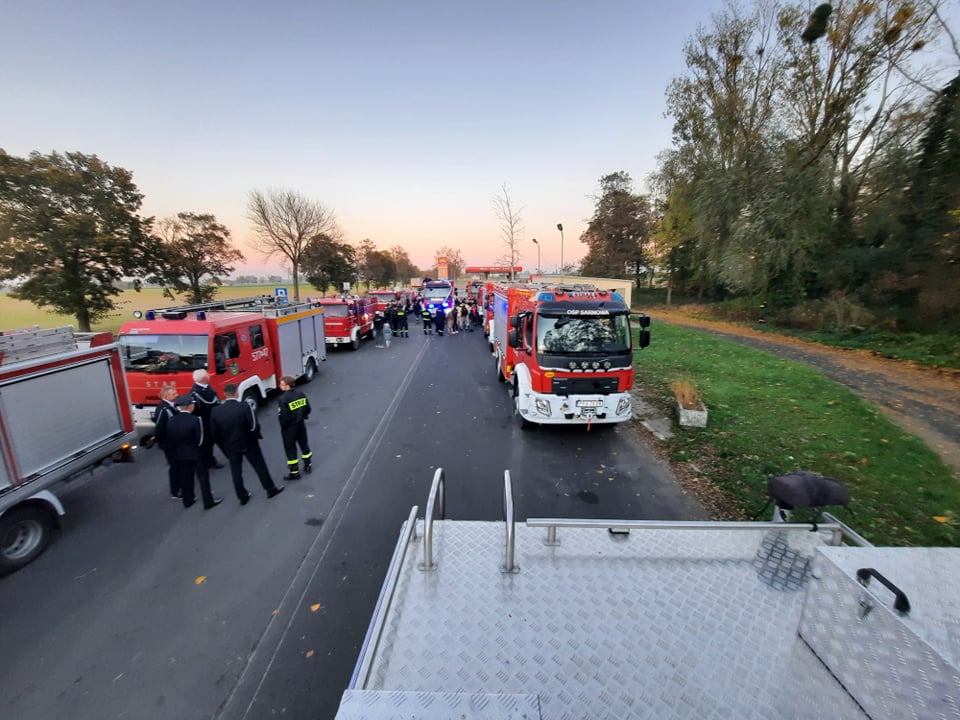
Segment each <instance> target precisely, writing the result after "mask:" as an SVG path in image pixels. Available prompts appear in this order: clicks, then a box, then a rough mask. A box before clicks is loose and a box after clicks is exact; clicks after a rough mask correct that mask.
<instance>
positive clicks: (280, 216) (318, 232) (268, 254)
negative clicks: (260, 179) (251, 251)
mask: <svg viewBox="0 0 960 720" xmlns="http://www.w3.org/2000/svg"><path fill="white" fill-rule="evenodd" d="M247 218H248V219H249V220H250V222H251V223H253V228H254V232H255V233H256V237H257V239H256V241H255V243H254V247H255V249H256V250H258V251H259V252H261V253H263V255H264V256H266V257H268V258H269V257H272V256H273V255H276V254H278V253H279V254H281V255H283V257H285V258H286V259H287V261H288V262H289V263H290V274H291V276H292V278H293V299H294V301H299V300H300V263H301V261H302V259H303V252H304V250H305V249H306V247H307V244H308V243H309V242H310V241H311V240H312V239H313V238H315V237H319V236H320V235H327V236H328V237H332V238H339V237H341V235H342V233H341V231H340V228H339V226H338V225H337V220H336V217H335V216H334V213H333V211H332V210H329V209H327V208H326V207H324V206H323V205H321V204H320V203H319V202H316V201H313V200H308V199H307V198H305V197H303V196H302V195H300V194H299V193H296V192H294V191H293V190H270V191H268V192H266V193H264V192H260V191H259V190H253V191H252V192H251V193H250V196H249V199H248V202H247Z"/></svg>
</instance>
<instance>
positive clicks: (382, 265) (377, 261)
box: [367, 250, 397, 287]
mask: <svg viewBox="0 0 960 720" xmlns="http://www.w3.org/2000/svg"><path fill="white" fill-rule="evenodd" d="M367 273H368V274H367V279H368V280H370V281H372V282H373V283H375V284H376V285H377V286H384V287H385V286H387V285H393V281H394V280H396V278H397V264H396V263H395V262H394V261H393V256H392V255H391V254H390V253H389V252H387V251H386V250H376V251H374V252H372V253H370V254H369V255H368V256H367Z"/></svg>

· · ·

All the records need to be repeated exactly, with the images dropped.

**Result**
Segment each <instance> target precisely, writing the result after "mask:" as an SVG path in image pixels. Available prompts appear in this order: clicks, then a box, then a rough mask. A box before clicks is loose and a box after clicks is exact; clicks after a rough mask correct that mask.
<instance>
positive clicks: (280, 216) (318, 232) (268, 254)
negative clicks: (260, 179) (251, 251)
mask: <svg viewBox="0 0 960 720" xmlns="http://www.w3.org/2000/svg"><path fill="white" fill-rule="evenodd" d="M247 218H248V219H249V220H250V222H251V223H253V228H254V232H255V233H256V237H257V239H256V241H255V243H254V247H255V249H256V250H258V251H259V252H261V253H263V255H264V256H266V257H268V258H269V257H272V256H273V255H276V254H278V253H279V254H281V255H283V257H285V258H286V259H287V261H288V262H289V263H290V274H291V276H292V278H293V299H294V301H299V300H300V263H301V261H302V259H303V252H304V250H305V249H306V247H307V244H308V243H309V242H310V241H311V240H312V239H313V238H315V237H319V236H320V235H327V236H328V237H332V238H339V237H341V235H342V233H341V231H340V228H339V226H338V225H337V220H336V217H335V216H334V213H333V211H332V210H329V209H327V208H326V207H324V206H323V205H321V204H320V203H319V202H316V201H313V200H308V199H307V198H305V197H303V196H302V195H300V194H299V193H296V192H294V191H293V190H270V191H268V192H266V193H264V192H260V191H259V190H253V191H252V192H251V193H250V196H249V199H248V202H247Z"/></svg>
</instance>
<instance>
positive clicks: (382, 265) (377, 261)
box: [367, 250, 397, 287]
mask: <svg viewBox="0 0 960 720" xmlns="http://www.w3.org/2000/svg"><path fill="white" fill-rule="evenodd" d="M367 273H368V274H367V279H368V280H370V281H372V282H373V283H375V284H376V285H377V286H384V287H385V286H387V285H393V281H394V280H396V278H397V264H396V263H395V262H394V261H393V256H392V255H391V254H390V253H389V252H387V251H386V250H376V251H374V252H372V253H370V254H369V255H368V256H367Z"/></svg>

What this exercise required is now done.